GOAL:
Gather every line below that contains the word "brown", and copy each of those lines.

[start]

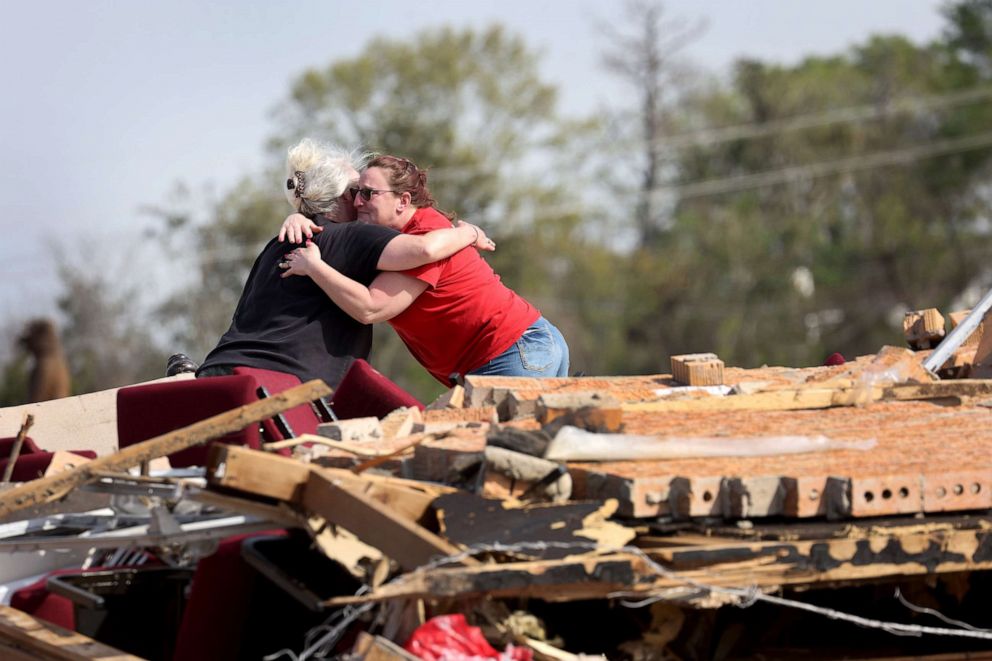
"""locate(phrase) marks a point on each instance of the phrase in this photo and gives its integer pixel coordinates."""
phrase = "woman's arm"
(387, 296)
(406, 251)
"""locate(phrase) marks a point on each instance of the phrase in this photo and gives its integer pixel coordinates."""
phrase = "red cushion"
(301, 419)
(149, 410)
(32, 466)
(27, 447)
(217, 608)
(364, 391)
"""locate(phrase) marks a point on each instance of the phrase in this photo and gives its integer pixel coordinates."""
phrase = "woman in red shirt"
(454, 315)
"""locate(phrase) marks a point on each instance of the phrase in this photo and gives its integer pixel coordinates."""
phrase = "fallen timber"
(52, 488)
(693, 532)
(870, 553)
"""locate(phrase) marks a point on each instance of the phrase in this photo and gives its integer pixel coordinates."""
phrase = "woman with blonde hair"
(286, 324)
(454, 315)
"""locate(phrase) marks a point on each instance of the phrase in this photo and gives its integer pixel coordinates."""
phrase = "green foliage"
(805, 230)
(14, 381)
(877, 237)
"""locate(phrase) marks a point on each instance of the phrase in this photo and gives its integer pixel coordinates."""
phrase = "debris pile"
(716, 512)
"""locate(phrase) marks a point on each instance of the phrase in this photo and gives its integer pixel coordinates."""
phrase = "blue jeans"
(540, 351)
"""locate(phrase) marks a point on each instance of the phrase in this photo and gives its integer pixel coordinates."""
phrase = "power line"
(814, 170)
(712, 136)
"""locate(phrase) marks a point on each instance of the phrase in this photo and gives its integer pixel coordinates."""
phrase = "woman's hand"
(301, 261)
(298, 228)
(482, 242)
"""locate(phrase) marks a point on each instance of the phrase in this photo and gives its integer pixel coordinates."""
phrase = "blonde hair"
(317, 175)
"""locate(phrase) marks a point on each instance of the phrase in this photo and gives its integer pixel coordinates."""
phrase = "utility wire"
(824, 168)
(872, 112)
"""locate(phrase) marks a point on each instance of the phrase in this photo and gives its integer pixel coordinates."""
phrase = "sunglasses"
(366, 193)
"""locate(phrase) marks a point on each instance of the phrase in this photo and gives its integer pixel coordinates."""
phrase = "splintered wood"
(923, 329)
(698, 369)
(932, 454)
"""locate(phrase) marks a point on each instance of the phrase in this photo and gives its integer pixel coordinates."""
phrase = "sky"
(106, 104)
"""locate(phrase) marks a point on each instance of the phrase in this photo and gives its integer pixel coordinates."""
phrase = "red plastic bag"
(450, 638)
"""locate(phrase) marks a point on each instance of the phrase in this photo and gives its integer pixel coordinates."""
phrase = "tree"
(647, 59)
(105, 340)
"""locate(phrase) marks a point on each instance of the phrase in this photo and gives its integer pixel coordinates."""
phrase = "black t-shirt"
(289, 324)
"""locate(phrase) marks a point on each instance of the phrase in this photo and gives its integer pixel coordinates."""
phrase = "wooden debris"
(461, 416)
(400, 422)
(52, 488)
(406, 542)
(15, 450)
(579, 577)
(63, 461)
(352, 430)
(698, 369)
(857, 554)
(453, 398)
(284, 479)
(469, 520)
(923, 329)
(821, 398)
(596, 412)
(376, 648)
(517, 474)
(26, 638)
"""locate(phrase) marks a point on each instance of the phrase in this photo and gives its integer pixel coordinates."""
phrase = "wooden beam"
(52, 488)
(698, 369)
(24, 636)
(923, 329)
(911, 550)
(282, 478)
(820, 398)
(408, 543)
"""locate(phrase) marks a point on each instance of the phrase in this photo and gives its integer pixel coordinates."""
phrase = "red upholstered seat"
(152, 409)
(33, 465)
(301, 419)
(28, 446)
(364, 391)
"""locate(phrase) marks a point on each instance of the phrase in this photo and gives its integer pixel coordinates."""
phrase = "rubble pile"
(759, 513)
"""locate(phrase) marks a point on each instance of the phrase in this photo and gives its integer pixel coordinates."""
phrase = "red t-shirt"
(466, 316)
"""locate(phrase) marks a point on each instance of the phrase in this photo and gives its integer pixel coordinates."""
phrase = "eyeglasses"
(366, 193)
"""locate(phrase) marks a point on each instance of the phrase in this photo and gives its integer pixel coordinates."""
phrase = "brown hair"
(405, 177)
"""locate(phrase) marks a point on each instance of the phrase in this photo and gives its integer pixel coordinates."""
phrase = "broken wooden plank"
(923, 329)
(453, 398)
(580, 577)
(862, 554)
(399, 423)
(376, 648)
(282, 478)
(470, 520)
(52, 488)
(29, 638)
(698, 369)
(593, 411)
(821, 398)
(406, 542)
(352, 430)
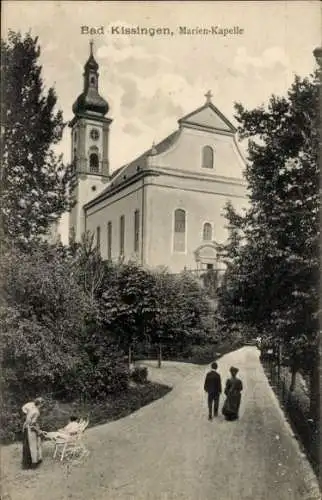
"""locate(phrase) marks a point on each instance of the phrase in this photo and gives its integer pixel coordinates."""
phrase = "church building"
(164, 208)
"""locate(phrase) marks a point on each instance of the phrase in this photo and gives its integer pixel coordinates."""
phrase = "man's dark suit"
(213, 388)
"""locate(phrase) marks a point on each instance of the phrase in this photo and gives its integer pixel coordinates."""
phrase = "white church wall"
(186, 153)
(201, 205)
(110, 210)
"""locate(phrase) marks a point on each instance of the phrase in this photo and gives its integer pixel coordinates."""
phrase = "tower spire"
(91, 44)
(208, 96)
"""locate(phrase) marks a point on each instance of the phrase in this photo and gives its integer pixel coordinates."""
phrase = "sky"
(152, 81)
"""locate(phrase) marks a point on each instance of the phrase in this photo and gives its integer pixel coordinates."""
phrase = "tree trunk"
(293, 379)
(315, 393)
(130, 356)
(159, 356)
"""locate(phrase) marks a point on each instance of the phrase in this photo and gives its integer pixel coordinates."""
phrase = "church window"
(179, 241)
(207, 157)
(93, 163)
(98, 238)
(122, 235)
(109, 240)
(75, 158)
(136, 230)
(207, 232)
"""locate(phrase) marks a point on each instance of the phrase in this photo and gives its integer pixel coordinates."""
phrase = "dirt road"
(169, 450)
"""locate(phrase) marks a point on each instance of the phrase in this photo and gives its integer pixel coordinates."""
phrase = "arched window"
(93, 162)
(75, 158)
(179, 240)
(207, 157)
(207, 232)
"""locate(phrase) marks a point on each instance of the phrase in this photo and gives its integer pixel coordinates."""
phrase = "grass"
(205, 354)
(56, 413)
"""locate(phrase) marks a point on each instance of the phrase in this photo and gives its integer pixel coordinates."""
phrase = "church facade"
(165, 207)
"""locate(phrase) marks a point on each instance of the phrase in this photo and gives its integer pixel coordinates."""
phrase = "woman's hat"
(39, 401)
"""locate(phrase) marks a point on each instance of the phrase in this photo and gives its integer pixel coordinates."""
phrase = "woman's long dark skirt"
(26, 454)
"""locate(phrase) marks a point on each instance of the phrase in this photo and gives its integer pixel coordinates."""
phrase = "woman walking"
(234, 387)
(31, 441)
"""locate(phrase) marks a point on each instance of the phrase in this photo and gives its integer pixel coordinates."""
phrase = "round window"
(94, 134)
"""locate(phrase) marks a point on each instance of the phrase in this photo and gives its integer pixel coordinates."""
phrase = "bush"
(140, 374)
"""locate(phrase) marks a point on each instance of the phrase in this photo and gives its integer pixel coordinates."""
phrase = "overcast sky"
(150, 82)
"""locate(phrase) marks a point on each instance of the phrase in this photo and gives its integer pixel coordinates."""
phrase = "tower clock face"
(94, 134)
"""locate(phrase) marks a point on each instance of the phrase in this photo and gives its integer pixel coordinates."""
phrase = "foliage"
(51, 337)
(140, 305)
(35, 183)
(56, 412)
(272, 254)
(140, 374)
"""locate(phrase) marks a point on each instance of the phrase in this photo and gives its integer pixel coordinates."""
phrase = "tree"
(35, 183)
(272, 256)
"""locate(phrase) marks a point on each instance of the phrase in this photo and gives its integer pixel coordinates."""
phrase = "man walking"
(213, 388)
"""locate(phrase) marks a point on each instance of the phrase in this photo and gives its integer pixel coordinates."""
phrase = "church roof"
(90, 100)
(210, 117)
(206, 117)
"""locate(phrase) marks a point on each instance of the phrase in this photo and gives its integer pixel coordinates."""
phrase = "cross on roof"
(208, 96)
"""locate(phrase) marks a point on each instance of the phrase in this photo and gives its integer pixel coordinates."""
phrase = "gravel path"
(168, 450)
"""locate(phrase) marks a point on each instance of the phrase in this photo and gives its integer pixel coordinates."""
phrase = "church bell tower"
(89, 144)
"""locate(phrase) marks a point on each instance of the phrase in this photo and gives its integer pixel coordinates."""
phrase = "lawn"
(55, 413)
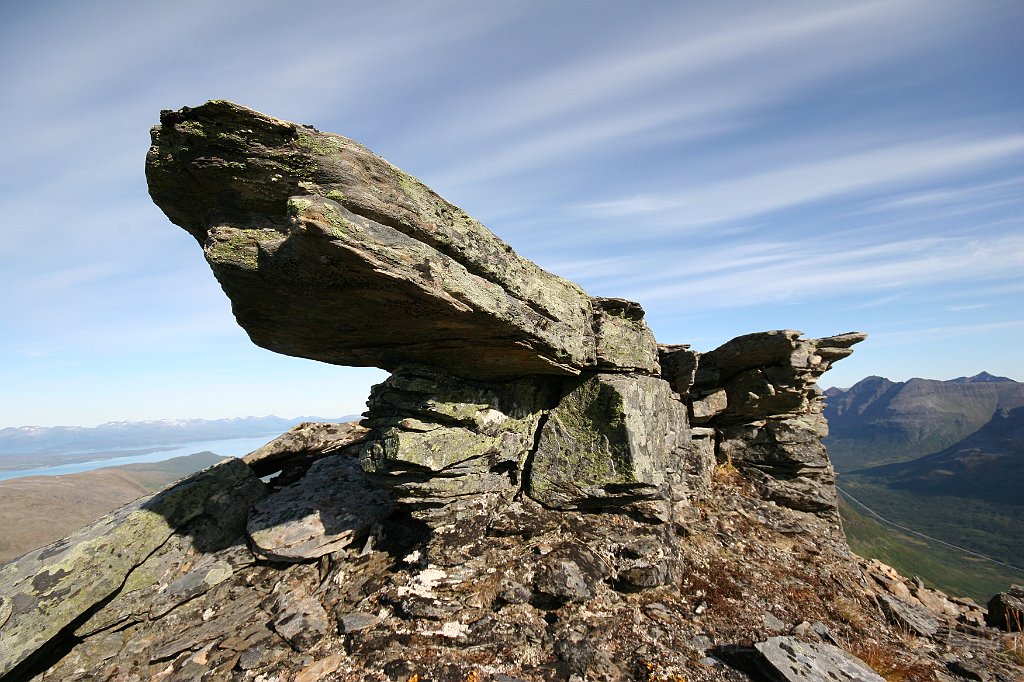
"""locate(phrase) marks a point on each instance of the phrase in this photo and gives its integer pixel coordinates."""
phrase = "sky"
(734, 167)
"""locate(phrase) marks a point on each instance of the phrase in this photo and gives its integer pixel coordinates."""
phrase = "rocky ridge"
(538, 492)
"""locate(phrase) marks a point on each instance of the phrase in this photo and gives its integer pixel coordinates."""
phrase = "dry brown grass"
(892, 665)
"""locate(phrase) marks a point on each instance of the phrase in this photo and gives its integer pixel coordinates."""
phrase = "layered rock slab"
(332, 506)
(436, 436)
(54, 588)
(329, 252)
(759, 393)
(612, 437)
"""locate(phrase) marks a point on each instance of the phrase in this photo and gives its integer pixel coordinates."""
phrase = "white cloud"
(791, 185)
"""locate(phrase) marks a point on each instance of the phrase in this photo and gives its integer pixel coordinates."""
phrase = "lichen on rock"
(532, 494)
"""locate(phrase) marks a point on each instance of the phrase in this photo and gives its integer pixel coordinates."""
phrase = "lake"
(225, 448)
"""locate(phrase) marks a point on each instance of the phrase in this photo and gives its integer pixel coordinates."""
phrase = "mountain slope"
(986, 465)
(878, 421)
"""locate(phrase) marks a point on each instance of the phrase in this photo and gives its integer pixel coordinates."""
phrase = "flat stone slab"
(306, 438)
(794, 661)
(325, 511)
(50, 588)
(329, 252)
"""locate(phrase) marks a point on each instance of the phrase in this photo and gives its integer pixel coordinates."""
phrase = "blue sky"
(734, 167)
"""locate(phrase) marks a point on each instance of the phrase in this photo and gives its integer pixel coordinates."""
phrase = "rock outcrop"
(297, 224)
(538, 492)
(760, 394)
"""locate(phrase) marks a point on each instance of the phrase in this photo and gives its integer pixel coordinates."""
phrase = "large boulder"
(611, 438)
(760, 393)
(437, 436)
(329, 252)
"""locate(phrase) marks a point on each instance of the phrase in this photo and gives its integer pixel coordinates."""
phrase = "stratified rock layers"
(455, 527)
(759, 391)
(329, 252)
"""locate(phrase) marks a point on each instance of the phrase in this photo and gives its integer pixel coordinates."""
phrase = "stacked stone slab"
(759, 393)
(507, 379)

[end]

REPLY:
phrase = "brown hair"
phrase = "dry brown grass"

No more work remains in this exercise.